Work task 1 ::
Summarize the bacteriophage text in two sentences.
Work task 2 ::
Transcribe the stretch of the bacteriophage text from "Bacteriophage λ introduced" through "on SOS-response activation).".

Bacteriophages & CRISPR

1. T4: Lytic Phage Anatomy

Bacteriophage T4 of E. coli is the textbook lytic phage. ~169 kb dsDNA in an elongated head; a baseplate with six tail fibres for receptor recognition (LPS for T4); a contractile tail sheath. On binding, the sheath contracts (an ATP-independent spring-loaded mechanism), drives a hollow tube through the cell envelope, and injects the genome. The cycle: 5-min eclipse, ~25-min latent period, burst size ~200 progeny per cell. T4 makes its own DNA polymerase, primase, helicase, ligase — encoded in just ~170 kb. The economy is striking.

2. λ: The Lytic/Lysogenic Switch

Bacteriophage λ introduced biology to the concept of a stable epigenetic switch. After infection, λ chooses between two fates:

• Lytic — replicate, lyse the cell, release ~100 progeny.
• Lysogenic — integrate into the bacterial chromosome at attB (between gal and bio), become a quiescent prophage, replicate passively with the host, and reactivate later (typically on SOS-response activation).

The choice is governed by competing repressor and antirepressor circuits (CI vs Cro) at the \(P_R/P_L\) operators. Mark Ptashne’s A Genetic Switch (1986) made the λ circuit a paradigm of gene regulation; modern systems biology rederives bistability from those equations as the canonical bistable switch.

Lysogeny is not a curiosity. Cholera toxin is encoded by the CTXφ prophage; diphtheria toxin by β-corynebacteriophage; Shiga toxin by Stx phages of E. coli O157:H7. Many of the most virulent bacterial pathogens are virulent because they carry phage-encoded toxins.

Recorded data ::
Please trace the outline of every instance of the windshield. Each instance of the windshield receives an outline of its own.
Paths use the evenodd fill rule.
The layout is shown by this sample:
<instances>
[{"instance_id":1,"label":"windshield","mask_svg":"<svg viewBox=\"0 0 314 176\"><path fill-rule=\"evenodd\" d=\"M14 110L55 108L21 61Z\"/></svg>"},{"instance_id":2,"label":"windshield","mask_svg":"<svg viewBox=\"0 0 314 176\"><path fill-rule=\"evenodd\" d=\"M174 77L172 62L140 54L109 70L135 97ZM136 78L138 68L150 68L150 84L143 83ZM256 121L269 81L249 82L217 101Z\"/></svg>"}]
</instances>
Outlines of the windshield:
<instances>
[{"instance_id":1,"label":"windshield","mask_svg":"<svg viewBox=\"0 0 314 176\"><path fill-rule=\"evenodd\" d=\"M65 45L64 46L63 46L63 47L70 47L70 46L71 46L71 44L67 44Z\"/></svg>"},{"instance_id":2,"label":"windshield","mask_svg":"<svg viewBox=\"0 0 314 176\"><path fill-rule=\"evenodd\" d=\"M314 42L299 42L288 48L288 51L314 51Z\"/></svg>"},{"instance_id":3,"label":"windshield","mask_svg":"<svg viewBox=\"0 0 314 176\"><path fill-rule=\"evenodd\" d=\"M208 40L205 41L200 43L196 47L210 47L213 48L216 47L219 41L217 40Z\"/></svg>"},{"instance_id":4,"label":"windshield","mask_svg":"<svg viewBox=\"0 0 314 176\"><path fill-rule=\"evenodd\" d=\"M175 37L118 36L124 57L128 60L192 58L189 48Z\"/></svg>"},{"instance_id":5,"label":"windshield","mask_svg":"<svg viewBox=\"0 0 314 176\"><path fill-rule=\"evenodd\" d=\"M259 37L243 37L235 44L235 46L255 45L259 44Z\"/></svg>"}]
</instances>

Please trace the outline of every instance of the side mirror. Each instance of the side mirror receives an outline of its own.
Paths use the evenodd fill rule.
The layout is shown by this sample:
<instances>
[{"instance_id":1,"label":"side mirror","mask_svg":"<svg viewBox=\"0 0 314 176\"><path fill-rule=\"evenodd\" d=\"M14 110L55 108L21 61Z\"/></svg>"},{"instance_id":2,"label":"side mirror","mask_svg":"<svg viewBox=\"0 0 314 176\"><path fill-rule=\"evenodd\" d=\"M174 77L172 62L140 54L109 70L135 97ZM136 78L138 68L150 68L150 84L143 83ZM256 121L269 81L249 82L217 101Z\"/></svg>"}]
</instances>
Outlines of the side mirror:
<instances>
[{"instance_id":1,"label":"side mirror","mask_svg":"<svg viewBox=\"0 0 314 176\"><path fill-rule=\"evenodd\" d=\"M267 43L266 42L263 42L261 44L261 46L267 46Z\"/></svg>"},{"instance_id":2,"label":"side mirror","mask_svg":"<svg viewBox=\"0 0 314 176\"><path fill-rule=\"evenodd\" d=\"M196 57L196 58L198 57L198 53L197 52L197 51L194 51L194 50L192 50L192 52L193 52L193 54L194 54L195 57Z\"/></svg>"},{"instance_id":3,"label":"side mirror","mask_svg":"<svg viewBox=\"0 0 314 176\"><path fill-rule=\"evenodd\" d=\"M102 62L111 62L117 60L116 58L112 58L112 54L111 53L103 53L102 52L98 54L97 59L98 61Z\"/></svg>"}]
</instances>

Answer box 1 ::
Bacteriophage T4 of E. coli is a lytic phage that binds its receptor with tail fibres, contracts its tail sheath to drive a tube through the cell envelope and inject its genome, and releases about 200 progeny per cell. Bacteriophage λ chooses between lytic and lysogenic fates under the control of competing CI and Cro circuits, and many of the most virulent bacterial pathogens are virulent because they carry phage-encoded toxins.

Answer box 2 ::
Bacteriophage λ introduced biology to the concept of a stable epigenetic switch. After infection, λ chooses between two fates:

• Lytic — replicate, lyse the cell, release ~100 progeny.
• Lysogenic — integrate into the bacterial chromosome at attB (between gal and bio), become a quiescent prophage, replicate passively with the host, and reactivate later (typically on SOS-response activation).